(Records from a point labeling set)
— START —
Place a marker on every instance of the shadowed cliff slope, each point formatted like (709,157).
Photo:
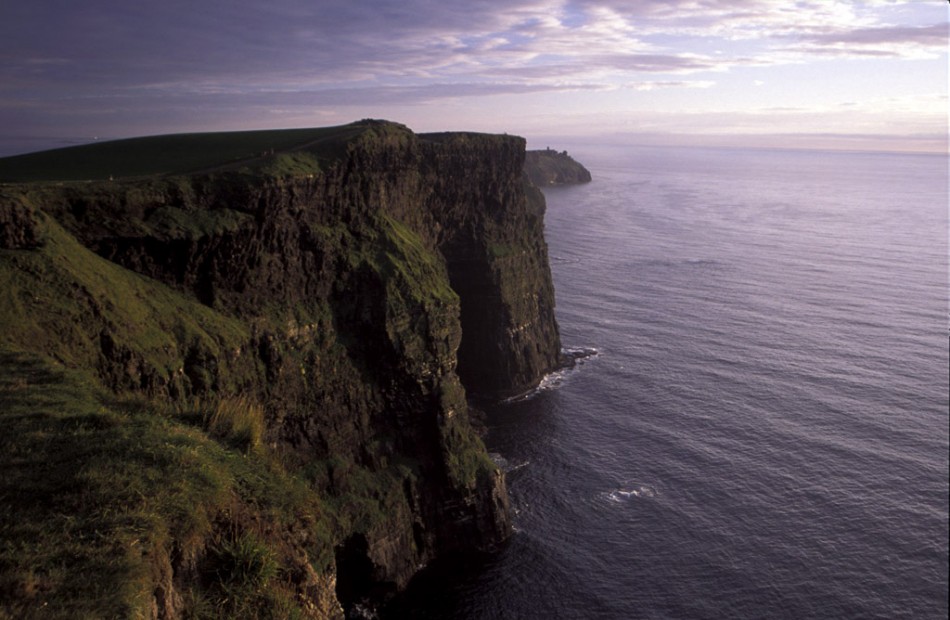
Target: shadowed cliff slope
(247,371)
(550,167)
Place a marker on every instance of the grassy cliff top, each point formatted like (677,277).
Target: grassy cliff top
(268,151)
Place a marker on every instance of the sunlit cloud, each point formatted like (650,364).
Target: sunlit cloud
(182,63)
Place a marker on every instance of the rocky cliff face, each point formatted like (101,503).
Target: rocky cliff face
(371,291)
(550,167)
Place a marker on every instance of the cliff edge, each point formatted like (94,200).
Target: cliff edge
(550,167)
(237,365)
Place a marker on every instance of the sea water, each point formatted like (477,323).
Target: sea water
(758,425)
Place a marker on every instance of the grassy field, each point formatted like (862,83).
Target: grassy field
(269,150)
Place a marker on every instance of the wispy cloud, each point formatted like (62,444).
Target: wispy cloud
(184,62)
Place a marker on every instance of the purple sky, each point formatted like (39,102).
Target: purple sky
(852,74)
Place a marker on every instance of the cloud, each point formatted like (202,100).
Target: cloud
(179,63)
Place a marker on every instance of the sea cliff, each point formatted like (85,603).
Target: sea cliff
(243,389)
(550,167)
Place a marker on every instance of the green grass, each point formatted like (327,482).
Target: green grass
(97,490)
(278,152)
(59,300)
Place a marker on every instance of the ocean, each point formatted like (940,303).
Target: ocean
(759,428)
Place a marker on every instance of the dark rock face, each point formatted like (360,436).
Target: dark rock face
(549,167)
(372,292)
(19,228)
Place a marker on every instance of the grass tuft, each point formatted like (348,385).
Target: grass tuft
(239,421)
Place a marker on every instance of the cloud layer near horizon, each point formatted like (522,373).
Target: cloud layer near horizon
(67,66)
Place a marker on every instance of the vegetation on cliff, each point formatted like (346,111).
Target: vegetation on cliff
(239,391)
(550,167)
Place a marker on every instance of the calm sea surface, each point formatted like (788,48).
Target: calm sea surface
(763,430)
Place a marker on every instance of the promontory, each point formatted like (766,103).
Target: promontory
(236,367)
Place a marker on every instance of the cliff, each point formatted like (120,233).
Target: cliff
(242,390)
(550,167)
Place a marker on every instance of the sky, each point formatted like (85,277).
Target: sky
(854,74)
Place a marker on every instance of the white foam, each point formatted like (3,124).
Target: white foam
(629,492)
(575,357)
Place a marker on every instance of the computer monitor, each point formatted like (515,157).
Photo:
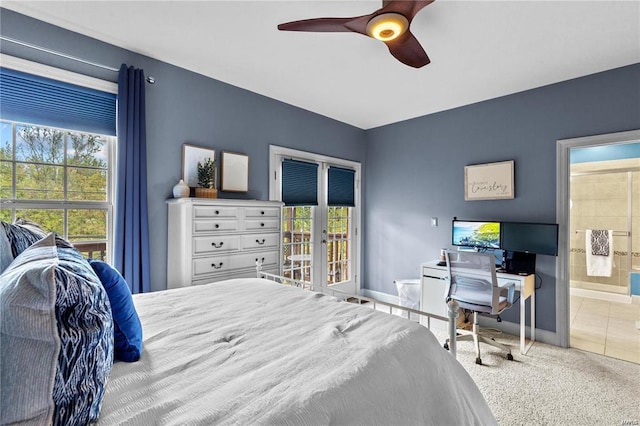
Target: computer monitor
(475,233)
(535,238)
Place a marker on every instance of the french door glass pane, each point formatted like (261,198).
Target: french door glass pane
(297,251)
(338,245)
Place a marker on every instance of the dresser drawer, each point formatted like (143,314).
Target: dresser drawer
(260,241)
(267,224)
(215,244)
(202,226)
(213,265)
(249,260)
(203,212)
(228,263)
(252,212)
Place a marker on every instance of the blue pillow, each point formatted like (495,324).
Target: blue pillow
— END —
**SHORT EXERCISE**
Turn every line of the records above into a numbered list, skipping any blank lines. Leave the pictures out of your answer.

**WRITTEN ANSWER**
1. Place a marker on every instance of the shadowed cliff slope, each point formatted like (709,157).
2. Photo:
3. Target: shadowed cliff slope
4. (247,371)
5. (550,167)
6. Place a marker on every instance of the grassy cliff top, each point formatted like (677,277).
7. Target: grassy cliff top
8. (268,151)
9. Place a marker on every instance of the sunlit cloud, each point formatted like (650,364).
10. Target: sunlit cloud
11. (182,63)
12. Place a marker on every instance of the rocky cliff face, each point formatted like (101,503).
13. Target: rocky cliff face
14. (371,291)
15. (550,167)
16. Place a marker on every instance of the cliff edge, each point formatted like (94,200).
17. Target: cliff edge
18. (550,167)
19. (237,365)
20. Place a marker on every instance of the sea water, each point formatted like (477,323).
21. Target: sea water
22. (758,425)
23. Place a marker on every instance of the grassy field, each point formatted like (862,83).
24. Target: grassy field
25. (269,150)
26. Place a marker on every instance of the wispy cloud, each point formatted like (62,444).
27. Target: wispy cloud
28. (184,62)
29. Place a marker on every instance of the purple sky, each point formatted like (39,102).
30. Target: purple sky
31. (852,74)
32. Place a marker on every instance of the cloud, each point formatted like (202,100).
33. Target: cloud
34. (179,63)
35. Place a marker on every instance of the sea cliff, each point formatted like (85,603).
36. Target: sea cliff
37. (243,389)
38. (550,167)
39. Place a marker on every instance of the green grass, each point formatted like (327,482).
40. Target: green grass
41. (97,490)
42. (278,152)
43. (59,300)
44. Place a marker on every instance of the ocean, each point formatted like (940,303).
45. Target: ocean
46. (759,428)
47. Place a marker on every instance of the dark rock face, each point formatted like (360,436).
48. Target: dark rock face
49. (549,167)
50. (372,292)
51. (19,228)
52. Place a marker on every instance of the grass tuft, each point formatted like (348,385).
53. Target: grass tuft
54. (239,421)
55. Place a marker on every instance of the cloud layer near horizon, each point formatted like (522,373).
56. Target: cloud layer near horizon
57. (67,66)
58. Place a marker on every instance of the vegetation on cliff, each point formatted like (346,111).
59. Target: vegetation on cliff
60. (239,391)
61. (550,167)
62. Place a marker on every instance of the calm sea surface, each point formatted like (788,48).
63. Target: calm sea surface
64. (763,430)
65. Place a marker on every instance of the promontory, each point formatted like (766,103).
66. Target: promontory
67. (236,367)
68. Place a marker on every instance of the cliff, each point formatted like (120,233).
69. Target: cliff
70. (242,390)
71. (550,167)
72. Place a marker on every instance of the sky, each point formatted like (85,277).
73. Target: sky
74. (854,74)
75. Place a marker on every instance of the white foam, each point formatted like (3,124).
76. Target: white foam
77. (629,492)
78. (575,357)
79. Place a marker on every instance of the computer monitor, each point formatted like (515,157).
80. Photo:
81. Target: computer monitor
82. (475,233)
83. (535,238)
84. Place a marker on every instance of the french door glass pane, each point formatted like (261,198).
85. Target: french door glass pane
86. (297,251)
87. (338,245)
88. Place a marker on every instance of the dresser drawer, each point formatted like (143,314).
89. Target: dresser drawer
90. (260,241)
91. (267,224)
92. (215,244)
93. (202,226)
94. (213,265)
95. (249,260)
96. (203,212)
97. (228,263)
98. (252,212)
99. Place a marker on every instance of the blue pillow, each point formatted like (495,324).
100. Target: blue pillow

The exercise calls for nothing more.